*EXERCISE DESCRIPTION*: Once you reach the line with "Can you find the snow-covered pine" below, copy each line exactly, stopping after the line with "Can you find the payment", and skip any pictures.
========
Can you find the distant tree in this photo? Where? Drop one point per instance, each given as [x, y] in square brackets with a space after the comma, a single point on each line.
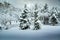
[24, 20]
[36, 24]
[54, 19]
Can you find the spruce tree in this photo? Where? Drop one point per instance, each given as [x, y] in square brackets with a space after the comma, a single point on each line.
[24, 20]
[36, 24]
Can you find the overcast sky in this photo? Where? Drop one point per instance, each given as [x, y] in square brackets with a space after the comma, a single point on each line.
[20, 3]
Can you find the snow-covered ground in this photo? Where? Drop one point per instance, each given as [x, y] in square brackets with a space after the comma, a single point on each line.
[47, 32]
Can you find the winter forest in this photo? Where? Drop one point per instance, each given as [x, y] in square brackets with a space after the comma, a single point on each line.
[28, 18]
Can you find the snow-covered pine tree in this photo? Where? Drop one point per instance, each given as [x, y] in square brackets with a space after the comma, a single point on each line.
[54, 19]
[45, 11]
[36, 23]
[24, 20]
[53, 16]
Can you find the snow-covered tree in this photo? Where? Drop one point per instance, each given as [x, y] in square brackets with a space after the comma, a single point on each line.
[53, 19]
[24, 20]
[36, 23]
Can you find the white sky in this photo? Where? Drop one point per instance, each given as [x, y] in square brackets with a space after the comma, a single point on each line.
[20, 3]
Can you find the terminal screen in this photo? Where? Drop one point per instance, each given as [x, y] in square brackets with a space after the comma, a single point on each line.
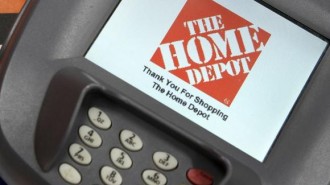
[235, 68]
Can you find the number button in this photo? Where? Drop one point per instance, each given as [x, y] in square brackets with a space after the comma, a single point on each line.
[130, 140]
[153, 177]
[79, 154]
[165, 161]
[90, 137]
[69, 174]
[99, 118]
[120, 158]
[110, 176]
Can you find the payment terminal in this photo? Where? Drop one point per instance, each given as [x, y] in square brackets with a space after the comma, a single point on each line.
========
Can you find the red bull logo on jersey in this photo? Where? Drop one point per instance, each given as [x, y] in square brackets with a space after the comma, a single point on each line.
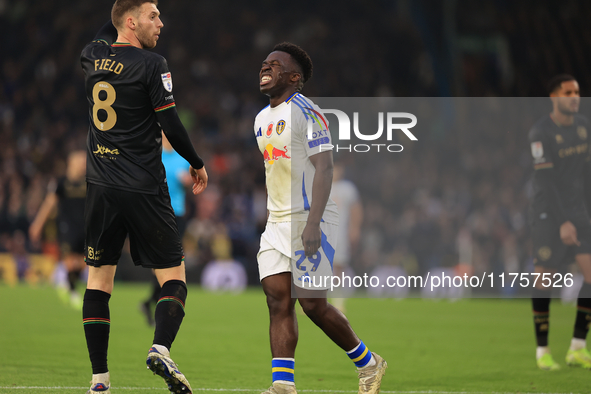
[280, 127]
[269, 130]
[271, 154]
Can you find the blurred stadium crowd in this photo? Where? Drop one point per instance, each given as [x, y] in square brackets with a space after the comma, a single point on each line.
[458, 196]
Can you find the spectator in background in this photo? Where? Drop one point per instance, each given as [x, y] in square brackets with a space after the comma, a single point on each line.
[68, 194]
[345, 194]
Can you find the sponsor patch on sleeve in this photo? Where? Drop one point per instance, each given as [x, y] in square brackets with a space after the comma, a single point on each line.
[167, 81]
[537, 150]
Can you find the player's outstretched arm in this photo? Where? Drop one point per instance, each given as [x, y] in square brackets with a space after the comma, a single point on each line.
========
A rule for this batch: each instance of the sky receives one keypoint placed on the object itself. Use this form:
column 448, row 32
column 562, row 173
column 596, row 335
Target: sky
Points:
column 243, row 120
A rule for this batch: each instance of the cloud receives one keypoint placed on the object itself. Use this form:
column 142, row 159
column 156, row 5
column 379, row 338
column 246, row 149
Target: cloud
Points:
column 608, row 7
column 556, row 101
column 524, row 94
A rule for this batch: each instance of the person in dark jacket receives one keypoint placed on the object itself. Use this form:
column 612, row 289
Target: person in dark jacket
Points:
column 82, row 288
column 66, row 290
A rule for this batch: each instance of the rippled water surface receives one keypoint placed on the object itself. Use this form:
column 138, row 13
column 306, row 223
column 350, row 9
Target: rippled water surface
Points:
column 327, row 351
========
*FINISHED TASK*:
Can you find the snow-covered pine tree in this photo? Where? Drop one point per instance, each given as [x, y] in square brackets with a space after the comma, a single point on each line.
[54, 19]
[45, 11]
[36, 23]
[24, 20]
[53, 16]
Can you find the snow-covered tree in this photo? Where? Drop one point per instance, each given as [x, y] in square brackets with a space after the comma, a single point on each line.
[53, 19]
[24, 20]
[36, 23]
Can you find the white sky in this photo? Where? Drop one point per instance, each given as [x, y] in square brackets with a space after the comma, a single point on each line.
[20, 3]
Can you find the terminal screen in this photo? Where? Drop one point per instance, each given as [x, y] in square brackets with a space after the comma, a single point on each line.
[235, 68]
Can you find the number button in this photo? Where? Drop one point per instance, each given as [x, y] in square brackets with a space after the comma, a single point on each line.
[130, 140]
[153, 177]
[79, 154]
[165, 161]
[90, 137]
[69, 174]
[99, 118]
[120, 158]
[110, 176]
Can you find the payment terminal in this photo? Where? Drop one point per instance, each given as [x, y] in square brackets with a space after the comma, a single point on each line.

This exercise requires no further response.